What is being asked => Write out the entries below again, switching each "Target" to "Label" and leaving everything else unchanged.

Entries supplied =>
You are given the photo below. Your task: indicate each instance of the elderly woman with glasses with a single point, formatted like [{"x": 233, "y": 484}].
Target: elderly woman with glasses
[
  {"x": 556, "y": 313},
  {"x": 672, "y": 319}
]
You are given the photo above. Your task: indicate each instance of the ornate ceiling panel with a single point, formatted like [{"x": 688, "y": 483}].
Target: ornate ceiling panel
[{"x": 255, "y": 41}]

Reply to the exercise =>
You are given the photo below. Your task: indicate each instance of the elderly woman with glasses with a single point, formatted like [{"x": 233, "y": 484}].
Label: elderly woman with glasses
[
  {"x": 556, "y": 313},
  {"x": 672, "y": 319}
]
You are given the photo above. Your task: indicate each instance of the ornate ceiling panel with a single point, formatted like [{"x": 688, "y": 483}].
Label: ornate ceiling panel
[{"x": 255, "y": 41}]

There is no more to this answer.